(Some items)
++++++++++

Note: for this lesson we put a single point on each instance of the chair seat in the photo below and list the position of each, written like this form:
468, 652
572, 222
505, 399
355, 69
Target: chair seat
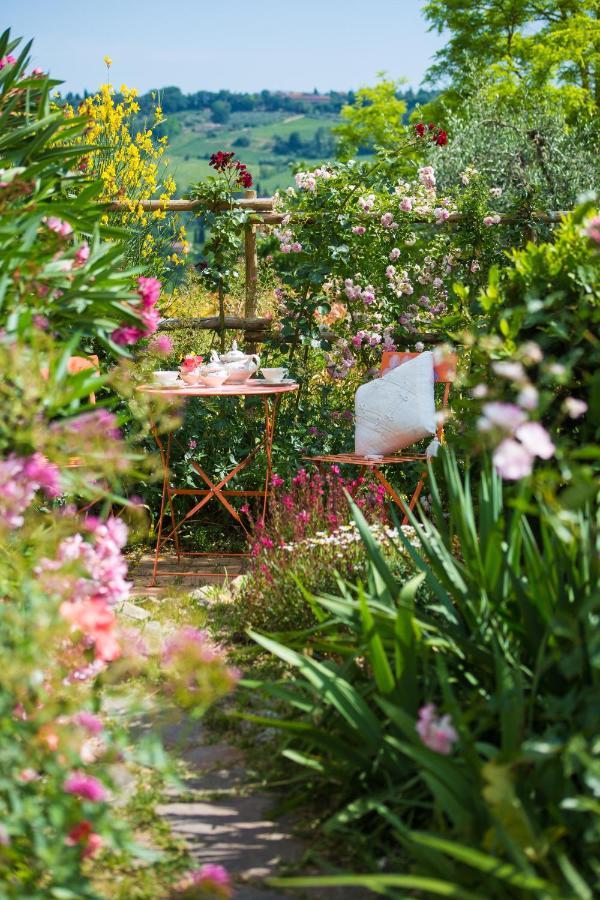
355, 459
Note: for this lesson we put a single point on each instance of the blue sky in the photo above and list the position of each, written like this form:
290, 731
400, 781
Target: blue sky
274, 44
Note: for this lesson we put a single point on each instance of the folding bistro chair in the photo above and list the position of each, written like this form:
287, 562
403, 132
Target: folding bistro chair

++++++++++

Problem to solve | Reproduce all of the items above verbatim, omitting the pictures.

Response to this task |
Note: for this lesson we put a single point on each instance of the chair seat in the photo below and list the position of each, written like this form:
468, 652
572, 222
505, 399
355, 69
Target: chair seat
355, 459
Note: for this lesson we put a single point on each instance of the blue sky in the photo above and list the position of each, written like this form:
290, 731
400, 781
Target: blue sky
274, 44
Note: for this lesson we put a single point on each instance of the folding bistro chair in the photo above and list the position of each, written like this form:
287, 562
403, 132
Target: folding bistro chair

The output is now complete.